## What is required
Reproduce the rows verbatim, from the line with "Find pendant light shade in the photo above." up to and including the line with "[266,182,281,244]".

· · · · · · ·

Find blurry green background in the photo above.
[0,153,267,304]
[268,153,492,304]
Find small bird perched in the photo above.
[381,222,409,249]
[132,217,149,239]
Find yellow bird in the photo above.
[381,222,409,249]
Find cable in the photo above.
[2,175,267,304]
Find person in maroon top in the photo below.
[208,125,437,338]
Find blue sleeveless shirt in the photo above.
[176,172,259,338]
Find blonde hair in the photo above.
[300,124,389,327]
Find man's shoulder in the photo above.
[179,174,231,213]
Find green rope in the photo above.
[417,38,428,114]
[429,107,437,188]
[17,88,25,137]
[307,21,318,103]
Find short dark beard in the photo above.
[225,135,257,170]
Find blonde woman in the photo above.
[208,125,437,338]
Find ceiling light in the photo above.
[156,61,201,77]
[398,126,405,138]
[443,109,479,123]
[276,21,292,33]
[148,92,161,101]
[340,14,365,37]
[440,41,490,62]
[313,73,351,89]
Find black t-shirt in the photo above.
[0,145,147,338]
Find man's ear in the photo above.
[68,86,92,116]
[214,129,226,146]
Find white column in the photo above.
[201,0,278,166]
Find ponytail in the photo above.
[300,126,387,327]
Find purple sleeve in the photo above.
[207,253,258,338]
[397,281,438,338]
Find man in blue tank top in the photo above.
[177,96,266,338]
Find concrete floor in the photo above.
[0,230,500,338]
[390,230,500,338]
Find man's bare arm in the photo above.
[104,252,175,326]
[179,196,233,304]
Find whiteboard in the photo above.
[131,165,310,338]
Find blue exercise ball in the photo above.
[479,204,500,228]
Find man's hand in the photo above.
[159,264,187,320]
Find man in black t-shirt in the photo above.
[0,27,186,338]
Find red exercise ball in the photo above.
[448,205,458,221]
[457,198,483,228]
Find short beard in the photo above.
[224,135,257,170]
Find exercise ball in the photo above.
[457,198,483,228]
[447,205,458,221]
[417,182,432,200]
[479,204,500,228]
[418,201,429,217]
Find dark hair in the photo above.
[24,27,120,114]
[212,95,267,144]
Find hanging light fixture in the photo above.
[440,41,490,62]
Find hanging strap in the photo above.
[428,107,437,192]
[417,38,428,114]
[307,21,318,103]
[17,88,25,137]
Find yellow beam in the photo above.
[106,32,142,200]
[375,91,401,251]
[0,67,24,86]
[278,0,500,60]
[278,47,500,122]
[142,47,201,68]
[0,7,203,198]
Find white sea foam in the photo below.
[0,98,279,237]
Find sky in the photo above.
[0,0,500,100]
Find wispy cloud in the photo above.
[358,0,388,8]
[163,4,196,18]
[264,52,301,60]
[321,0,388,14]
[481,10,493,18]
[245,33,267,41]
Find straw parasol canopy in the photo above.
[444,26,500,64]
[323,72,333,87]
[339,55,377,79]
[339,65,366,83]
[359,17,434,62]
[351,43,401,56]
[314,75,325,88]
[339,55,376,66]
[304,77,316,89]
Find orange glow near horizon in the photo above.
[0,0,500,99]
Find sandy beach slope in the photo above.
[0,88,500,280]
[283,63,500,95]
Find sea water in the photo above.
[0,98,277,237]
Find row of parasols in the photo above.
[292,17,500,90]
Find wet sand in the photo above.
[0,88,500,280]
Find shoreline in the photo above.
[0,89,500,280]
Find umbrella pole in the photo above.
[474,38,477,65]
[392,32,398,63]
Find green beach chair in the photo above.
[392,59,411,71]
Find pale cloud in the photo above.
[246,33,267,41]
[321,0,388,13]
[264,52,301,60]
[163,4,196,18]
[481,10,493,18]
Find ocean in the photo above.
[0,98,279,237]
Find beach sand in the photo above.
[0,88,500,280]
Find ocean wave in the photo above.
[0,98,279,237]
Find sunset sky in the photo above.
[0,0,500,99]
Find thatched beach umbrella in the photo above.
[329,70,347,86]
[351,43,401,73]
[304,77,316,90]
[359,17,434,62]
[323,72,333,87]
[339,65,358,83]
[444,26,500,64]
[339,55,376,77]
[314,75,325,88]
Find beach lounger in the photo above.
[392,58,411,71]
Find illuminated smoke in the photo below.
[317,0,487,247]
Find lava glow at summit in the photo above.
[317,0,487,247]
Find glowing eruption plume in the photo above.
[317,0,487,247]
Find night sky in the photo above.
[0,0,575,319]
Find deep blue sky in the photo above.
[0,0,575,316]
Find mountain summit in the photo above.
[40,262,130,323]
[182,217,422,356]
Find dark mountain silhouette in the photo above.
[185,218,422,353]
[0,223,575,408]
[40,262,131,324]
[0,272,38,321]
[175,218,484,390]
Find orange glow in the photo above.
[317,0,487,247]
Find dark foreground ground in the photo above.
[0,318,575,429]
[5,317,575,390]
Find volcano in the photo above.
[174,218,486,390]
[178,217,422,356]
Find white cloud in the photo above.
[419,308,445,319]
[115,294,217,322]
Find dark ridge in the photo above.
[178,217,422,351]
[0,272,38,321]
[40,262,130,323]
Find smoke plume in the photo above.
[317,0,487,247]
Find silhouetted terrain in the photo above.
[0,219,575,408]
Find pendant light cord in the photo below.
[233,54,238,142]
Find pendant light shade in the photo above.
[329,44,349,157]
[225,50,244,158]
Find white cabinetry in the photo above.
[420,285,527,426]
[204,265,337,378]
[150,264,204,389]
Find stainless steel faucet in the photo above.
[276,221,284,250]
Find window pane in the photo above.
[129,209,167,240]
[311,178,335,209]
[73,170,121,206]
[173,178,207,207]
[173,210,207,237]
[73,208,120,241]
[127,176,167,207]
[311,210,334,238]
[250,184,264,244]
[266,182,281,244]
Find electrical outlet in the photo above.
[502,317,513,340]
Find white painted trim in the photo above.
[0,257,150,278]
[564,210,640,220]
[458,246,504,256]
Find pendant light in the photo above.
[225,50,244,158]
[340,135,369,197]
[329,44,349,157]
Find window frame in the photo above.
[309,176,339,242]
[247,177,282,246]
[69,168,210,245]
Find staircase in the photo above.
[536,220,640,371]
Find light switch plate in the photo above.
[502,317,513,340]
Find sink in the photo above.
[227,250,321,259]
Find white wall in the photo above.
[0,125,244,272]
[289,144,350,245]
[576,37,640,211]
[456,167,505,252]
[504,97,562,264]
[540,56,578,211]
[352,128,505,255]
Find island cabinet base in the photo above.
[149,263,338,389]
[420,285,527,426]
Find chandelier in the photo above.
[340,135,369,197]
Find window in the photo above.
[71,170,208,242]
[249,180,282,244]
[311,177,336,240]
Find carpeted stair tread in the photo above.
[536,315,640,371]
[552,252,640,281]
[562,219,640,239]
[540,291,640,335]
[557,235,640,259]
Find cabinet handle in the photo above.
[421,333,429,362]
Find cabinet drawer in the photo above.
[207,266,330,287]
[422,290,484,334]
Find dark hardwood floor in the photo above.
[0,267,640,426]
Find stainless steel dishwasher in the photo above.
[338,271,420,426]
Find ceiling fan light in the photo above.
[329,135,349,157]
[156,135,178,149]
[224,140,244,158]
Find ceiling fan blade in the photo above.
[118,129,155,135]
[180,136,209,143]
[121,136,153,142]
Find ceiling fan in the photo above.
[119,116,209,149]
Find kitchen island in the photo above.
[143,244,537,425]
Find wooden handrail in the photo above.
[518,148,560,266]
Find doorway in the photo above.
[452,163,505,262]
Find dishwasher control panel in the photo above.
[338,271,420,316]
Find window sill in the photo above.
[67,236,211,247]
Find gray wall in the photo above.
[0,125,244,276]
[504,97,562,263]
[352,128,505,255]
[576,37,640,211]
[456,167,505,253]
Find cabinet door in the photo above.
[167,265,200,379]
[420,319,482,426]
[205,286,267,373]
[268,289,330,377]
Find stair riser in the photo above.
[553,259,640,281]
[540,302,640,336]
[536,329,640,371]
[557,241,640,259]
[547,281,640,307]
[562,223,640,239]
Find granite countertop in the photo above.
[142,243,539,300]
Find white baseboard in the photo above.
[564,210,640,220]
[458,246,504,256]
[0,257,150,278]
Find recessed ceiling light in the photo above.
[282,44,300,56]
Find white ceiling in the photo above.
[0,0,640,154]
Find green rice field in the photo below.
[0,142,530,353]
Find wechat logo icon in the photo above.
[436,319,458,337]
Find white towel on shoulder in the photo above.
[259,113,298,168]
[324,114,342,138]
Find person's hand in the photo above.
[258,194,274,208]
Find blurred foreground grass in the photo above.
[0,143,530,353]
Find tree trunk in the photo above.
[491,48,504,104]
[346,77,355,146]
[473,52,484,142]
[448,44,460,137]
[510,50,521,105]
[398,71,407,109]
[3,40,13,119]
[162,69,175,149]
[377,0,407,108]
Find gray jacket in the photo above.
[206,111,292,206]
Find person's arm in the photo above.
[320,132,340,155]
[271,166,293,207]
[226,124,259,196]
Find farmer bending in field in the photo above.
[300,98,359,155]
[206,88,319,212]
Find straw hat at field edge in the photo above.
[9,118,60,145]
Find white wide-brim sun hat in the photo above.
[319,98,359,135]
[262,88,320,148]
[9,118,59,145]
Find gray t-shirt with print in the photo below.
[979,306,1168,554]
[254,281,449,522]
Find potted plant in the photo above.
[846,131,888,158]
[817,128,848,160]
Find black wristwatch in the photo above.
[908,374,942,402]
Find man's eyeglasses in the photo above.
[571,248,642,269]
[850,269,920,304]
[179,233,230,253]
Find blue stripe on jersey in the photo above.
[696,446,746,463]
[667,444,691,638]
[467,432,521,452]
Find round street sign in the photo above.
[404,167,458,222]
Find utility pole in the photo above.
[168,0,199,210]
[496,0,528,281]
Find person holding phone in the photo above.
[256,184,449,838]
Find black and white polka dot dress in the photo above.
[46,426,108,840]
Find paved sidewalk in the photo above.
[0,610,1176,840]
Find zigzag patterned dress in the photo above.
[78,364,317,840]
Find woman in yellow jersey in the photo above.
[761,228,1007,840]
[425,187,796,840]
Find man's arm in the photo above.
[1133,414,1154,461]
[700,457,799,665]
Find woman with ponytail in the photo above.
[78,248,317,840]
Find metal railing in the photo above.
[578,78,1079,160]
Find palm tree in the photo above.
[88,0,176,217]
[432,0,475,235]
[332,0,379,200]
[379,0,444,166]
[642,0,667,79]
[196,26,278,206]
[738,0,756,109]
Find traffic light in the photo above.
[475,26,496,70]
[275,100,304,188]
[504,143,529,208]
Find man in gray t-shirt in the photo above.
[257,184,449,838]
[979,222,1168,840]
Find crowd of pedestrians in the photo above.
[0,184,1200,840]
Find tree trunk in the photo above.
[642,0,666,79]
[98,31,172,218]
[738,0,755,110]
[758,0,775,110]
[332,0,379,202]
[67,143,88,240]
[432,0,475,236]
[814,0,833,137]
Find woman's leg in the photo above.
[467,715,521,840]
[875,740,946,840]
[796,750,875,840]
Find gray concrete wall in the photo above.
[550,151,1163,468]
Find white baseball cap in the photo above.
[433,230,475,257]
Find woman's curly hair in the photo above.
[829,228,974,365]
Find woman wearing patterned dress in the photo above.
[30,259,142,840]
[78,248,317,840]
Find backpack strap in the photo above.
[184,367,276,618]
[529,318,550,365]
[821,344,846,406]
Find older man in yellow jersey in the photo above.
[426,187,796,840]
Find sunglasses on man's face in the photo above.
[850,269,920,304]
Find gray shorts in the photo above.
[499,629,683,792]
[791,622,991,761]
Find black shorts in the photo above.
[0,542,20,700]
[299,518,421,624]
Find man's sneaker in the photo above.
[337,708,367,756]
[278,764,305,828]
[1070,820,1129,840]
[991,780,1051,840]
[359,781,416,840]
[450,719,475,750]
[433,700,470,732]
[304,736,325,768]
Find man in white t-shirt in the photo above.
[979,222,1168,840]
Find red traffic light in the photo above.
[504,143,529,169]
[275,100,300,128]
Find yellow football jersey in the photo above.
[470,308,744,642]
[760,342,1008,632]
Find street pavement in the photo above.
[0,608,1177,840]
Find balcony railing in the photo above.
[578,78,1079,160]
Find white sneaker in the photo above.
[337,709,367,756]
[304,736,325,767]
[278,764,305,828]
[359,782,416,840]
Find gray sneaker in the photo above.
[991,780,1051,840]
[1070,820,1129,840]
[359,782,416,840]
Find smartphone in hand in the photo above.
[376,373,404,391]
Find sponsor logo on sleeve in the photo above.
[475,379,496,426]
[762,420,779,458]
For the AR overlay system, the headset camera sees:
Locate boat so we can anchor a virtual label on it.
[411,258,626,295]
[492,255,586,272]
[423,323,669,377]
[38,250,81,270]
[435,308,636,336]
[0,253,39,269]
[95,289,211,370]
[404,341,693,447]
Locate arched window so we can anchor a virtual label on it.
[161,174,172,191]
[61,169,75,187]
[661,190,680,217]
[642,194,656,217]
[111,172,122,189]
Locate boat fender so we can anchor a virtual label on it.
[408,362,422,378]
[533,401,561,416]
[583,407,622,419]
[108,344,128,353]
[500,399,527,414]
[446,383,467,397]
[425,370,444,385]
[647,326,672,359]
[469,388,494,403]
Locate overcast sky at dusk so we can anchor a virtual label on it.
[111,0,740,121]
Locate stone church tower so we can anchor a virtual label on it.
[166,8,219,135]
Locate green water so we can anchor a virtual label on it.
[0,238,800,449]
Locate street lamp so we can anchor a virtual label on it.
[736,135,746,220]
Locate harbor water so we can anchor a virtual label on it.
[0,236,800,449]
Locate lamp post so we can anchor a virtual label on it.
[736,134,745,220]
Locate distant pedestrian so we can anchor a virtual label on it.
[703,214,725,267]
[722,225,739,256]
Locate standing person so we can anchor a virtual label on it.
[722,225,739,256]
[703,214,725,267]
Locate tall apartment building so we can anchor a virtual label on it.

· · · · · · ·

## Written answer
Find pendant light shade in the photo above.
[329,44,349,157]
[225,50,244,158]
Find white cabinetry in the photo above.
[420,285,527,426]
[204,265,337,378]
[150,264,204,389]
Find stainless steel faucet in the photo above.
[276,221,284,250]
Find window pane in the photo above.
[129,209,167,240]
[311,178,335,209]
[73,170,121,206]
[173,178,207,207]
[173,210,207,237]
[73,208,120,241]
[127,176,167,207]
[311,210,334,238]
[250,184,264,244]
[266,182,281,244]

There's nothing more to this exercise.